* _PROVIDED DATA_:
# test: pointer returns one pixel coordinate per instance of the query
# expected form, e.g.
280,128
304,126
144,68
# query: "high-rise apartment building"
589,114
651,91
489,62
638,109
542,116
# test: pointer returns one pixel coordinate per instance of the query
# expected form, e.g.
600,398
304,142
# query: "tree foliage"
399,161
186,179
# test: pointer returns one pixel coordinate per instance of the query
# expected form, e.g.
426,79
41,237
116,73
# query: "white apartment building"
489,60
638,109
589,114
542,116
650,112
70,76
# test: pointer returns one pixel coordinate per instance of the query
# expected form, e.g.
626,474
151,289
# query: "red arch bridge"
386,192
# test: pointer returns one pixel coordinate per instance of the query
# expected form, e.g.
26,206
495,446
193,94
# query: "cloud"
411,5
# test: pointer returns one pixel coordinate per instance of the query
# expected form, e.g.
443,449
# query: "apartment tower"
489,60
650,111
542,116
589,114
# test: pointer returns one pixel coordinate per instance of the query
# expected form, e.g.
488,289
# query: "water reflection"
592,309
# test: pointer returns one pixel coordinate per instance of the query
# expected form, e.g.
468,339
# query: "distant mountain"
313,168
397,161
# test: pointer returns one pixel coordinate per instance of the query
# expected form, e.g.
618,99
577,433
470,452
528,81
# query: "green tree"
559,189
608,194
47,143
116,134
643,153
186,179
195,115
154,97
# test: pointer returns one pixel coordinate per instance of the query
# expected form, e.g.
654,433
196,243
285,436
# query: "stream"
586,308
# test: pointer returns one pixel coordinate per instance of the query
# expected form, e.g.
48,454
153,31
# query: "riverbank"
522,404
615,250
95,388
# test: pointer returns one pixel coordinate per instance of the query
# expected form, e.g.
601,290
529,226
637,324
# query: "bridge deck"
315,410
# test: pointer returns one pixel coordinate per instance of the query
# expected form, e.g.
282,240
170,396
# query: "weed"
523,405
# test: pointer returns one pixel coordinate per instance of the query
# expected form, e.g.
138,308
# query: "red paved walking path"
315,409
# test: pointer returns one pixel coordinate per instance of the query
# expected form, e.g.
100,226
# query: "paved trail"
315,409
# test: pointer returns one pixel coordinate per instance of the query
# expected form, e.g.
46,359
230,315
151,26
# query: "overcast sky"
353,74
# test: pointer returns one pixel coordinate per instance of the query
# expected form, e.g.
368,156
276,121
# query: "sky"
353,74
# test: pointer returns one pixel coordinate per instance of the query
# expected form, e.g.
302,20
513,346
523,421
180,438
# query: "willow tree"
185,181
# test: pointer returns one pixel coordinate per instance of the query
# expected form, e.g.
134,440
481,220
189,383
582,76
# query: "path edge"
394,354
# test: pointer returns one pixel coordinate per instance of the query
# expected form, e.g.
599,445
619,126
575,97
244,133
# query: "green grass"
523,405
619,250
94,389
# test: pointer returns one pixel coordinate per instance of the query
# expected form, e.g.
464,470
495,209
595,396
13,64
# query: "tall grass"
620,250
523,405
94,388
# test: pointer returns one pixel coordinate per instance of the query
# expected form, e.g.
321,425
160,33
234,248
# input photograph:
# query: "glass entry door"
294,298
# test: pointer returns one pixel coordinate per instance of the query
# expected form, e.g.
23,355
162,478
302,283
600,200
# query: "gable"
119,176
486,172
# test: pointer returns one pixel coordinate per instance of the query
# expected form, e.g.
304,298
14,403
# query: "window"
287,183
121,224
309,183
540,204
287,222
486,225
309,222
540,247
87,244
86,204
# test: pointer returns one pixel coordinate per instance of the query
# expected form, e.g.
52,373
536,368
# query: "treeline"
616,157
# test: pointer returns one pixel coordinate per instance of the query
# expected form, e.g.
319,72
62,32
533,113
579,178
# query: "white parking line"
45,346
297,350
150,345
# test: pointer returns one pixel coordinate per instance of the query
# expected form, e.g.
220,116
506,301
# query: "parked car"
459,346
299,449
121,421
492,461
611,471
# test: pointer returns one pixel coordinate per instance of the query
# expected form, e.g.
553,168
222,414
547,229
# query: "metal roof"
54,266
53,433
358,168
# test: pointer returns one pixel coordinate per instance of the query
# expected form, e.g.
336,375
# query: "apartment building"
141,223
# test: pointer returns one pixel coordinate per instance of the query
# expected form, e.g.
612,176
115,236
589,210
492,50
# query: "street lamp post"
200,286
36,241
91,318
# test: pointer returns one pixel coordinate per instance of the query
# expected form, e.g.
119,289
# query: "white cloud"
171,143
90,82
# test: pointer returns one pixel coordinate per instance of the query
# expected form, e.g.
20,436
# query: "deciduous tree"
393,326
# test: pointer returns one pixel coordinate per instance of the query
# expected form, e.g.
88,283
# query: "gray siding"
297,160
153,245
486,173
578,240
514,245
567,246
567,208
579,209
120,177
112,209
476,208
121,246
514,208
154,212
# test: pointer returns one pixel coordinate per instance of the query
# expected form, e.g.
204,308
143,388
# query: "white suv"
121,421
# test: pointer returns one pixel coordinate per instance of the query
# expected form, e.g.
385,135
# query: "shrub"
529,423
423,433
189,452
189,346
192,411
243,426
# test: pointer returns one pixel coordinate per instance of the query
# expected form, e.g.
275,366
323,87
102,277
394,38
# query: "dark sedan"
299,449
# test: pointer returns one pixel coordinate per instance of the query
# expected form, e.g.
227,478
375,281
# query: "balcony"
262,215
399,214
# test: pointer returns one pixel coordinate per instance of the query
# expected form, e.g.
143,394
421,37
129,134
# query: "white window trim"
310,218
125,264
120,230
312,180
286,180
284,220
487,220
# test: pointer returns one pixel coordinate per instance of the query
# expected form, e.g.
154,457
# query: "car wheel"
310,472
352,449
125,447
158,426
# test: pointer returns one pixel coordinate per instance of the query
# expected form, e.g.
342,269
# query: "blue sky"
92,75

* _YOUR INSTRUCTIONS_: Without omission, retype the full listing shown above.

* _ANSWER TO THE EXERCISE_:
# test: pointer returns one pixel coordinate per instance of the query
# expected form, e.g.
280,128
304,126
144,68
# query: "high-rise apartment building"
589,114
651,91
489,62
638,109
542,116
# test: pointer returns one pixel coordinate per instance of the query
# expected form, e.g.
600,398
304,142
# query: "tree foliage"
399,161
186,179
# test: pointer returns one pixel coordinate per instance of the query
# expected form, e.g.
426,79
41,237
116,73
# query: "white apartment building"
489,60
638,109
589,114
542,116
650,112
70,76
# test: pointer returns one pixel coordinate per instance of the query
# expected form, e.g.
626,474
151,289
# query: "red arch bridge"
386,192
# test: pointer returns one pixel coordinate per instance of the query
# expected form, e.g.
26,206
495,446
193,94
# query: "cloud"
411,5
# test: pointer returns one pixel coordinate per instance of the query
# expected form, e.g.
443,449
# query: "apartment tower"
489,60
650,111
542,116
589,114
# test: pointer returns one pixel coordinate per instance of the query
# expected form, e.g.
488,289
# query: "water reflection"
592,309
# test: pointer returns one pixel coordinate per instance of the query
# expected form, e.g.
468,339
# query: "distant mountain"
313,168
397,161
# test: pointer returns one pixel coordinate per instance of the query
# expected form, e.g.
618,99
577,433
470,452
528,81
# query: "green tree"
559,189
608,194
47,143
116,134
643,153
186,179
195,115
154,97
# test: pointer returns one pixel coordinate per instance of the query
# expected form, e.g.
654,433
196,243
285,436
# query: "stream"
586,308
# test: pointer returns one pixel coordinate per instance of the query
# expected form, e.g.
48,454
153,31
# query: "riverbank"
522,404
615,250
95,388
# test: pointer returns one pixel coordinate per instance of the query
# expected form, e.g.
601,290
529,226
637,324
# query: "bridge deck"
315,410
# test: pointer returns one pixel coordinate per instance of the query
# expected form, e.g.
282,240
170,396
# query: "weed"
523,405
# test: pointer returns one pixel coordinate per instance of the query
# expected form, e.g.
138,308
# query: "red paved walking path"
315,409
# test: pointer returns one pixel coordinate per instance of the query
# expected form, e.g.
100,226
# query: "paved trail"
315,409
# test: pointer returns one pixel coordinate per instance of the query
# expected form, e.g.
46,359
230,315
151,26
# query: "overcast sky"
353,74
# test: pointer returns one pixel coordinate per instance of the query
# expected form, e.g.
368,156
276,121
# query: "sky"
353,74
# test: pointer returns one pixel coordinate per instance of the query
# expected form, e.g.
302,20
513,346
523,421
180,438
# query: "willow tree"
185,181
# test: pointer returns one pixel coordinate per instance of the query
# expected form, e.g.
134,440
481,220
189,383
582,76
# query: "path edge"
394,354
# test: pointer returns one pixel coordinate per instance of the query
# expected form, e.g.
599,445
619,126
575,97
244,133
# query: "green grass"
523,405
619,250
94,389
# test: pointer returns one pixel coordinate per instance of the query
# expected form, e.g.
464,470
495,209
595,396
13,64
# query: "tall grass"
620,250
523,405
94,388
# test: pointer returns one pixel coordinate per instance of the query
# expected form, e.g.
321,425
160,33
234,248
# input photograph:
# query: "glass entry door"
294,298
# test: pointer returns one pixel coordinate per instance of the query
# expected form, e.g.
23,355
162,478
302,283
600,200
# query: "gable"
119,176
486,172
# test: pointer returns one pixel coordinate per instance of the query
# expected form, e.g.
304,298
14,403
# query: "window"
287,183
121,224
309,183
540,204
287,222
486,225
309,222
540,247
87,244
86,204
# test: pointer returns one pixel coordinate per instance of the query
# expected form, e.g.
52,373
536,368
# query: "treeline"
616,157
# test: pointer returns one pixel coordinate per instance of the query
# expected form, e.g.
319,72
62,32
533,113
579,178
# query: "white parking line"
45,346
297,350
150,345
# test: pointer returns one pixel coordinate per instance of the query
# expected form, e.g.
220,116
506,301
# query: "parked car"
459,346
299,449
121,421
492,461
611,471
# test: pointer returns one pixel coordinate per instance of the query
# expected form, e.g.
553,168
222,414
547,229
# query: "metal roof"
54,266
53,433
358,168
# test: pointer returns one pixel coordinate per instance of the query
# expected form, e.g.
336,375
# query: "apartment building"
141,223
# test: pointer returns one pixel coordinate per instance of the query
# expected form, e.g.
612,176
115,236
589,210
492,50
# query: "street lamp post"
200,286
36,241
91,318
# test: pointer returns one pixel coordinate per instance of the query
# expected form, e.g.
119,289
# query: "white cloud"
171,143
90,82
# test: pointer returns one pixel coordinate per instance of the query
# expected form, e.g.
20,436
# query: "deciduous tree"
393,326
# test: pointer returns one pixel coordinate per instance of the query
# expected form, e.g.
88,283
# query: "gray siding"
297,160
153,245
486,173
578,240
514,245
567,246
567,208
579,209
120,177
112,209
476,208
121,246
514,208
154,212
# test: pointer returns one pixel coordinate per instance of the query
# expected form, e.g.
204,308
143,388
# query: "white suv"
121,421
# test: pointer returns one pixel coordinate per instance of the query
# expected form, e.g.
385,135
# query: "shrub"
529,423
423,433
189,452
189,346
192,411
243,426
# test: pointer returns one pixel coordinate per instance of the query
# expected form, e.g.
275,366
323,87
102,277
394,38
# query: "dark sedan"
299,449
# test: pointer returns one pixel coordinate per instance of the query
# expected form, e.g.
227,478
375,281
# query: "balcony"
262,215
399,214
# test: pointer returns one pixel coordinate per instance of the query
# expected form, e.g.
143,394
421,37
129,134
# query: "white window trim"
310,218
125,264
120,230
312,180
286,180
284,220
487,220
# test: pointer returns one pixel coordinate per instance of the query
# expected form, e.g.
154,457
# query: "car wheel"
310,472
352,449
125,447
158,426
# test: pointer returns one pixel coordinate per instance of the query
# expected form, e.g.
342,269
# query: "blue sky"
92,75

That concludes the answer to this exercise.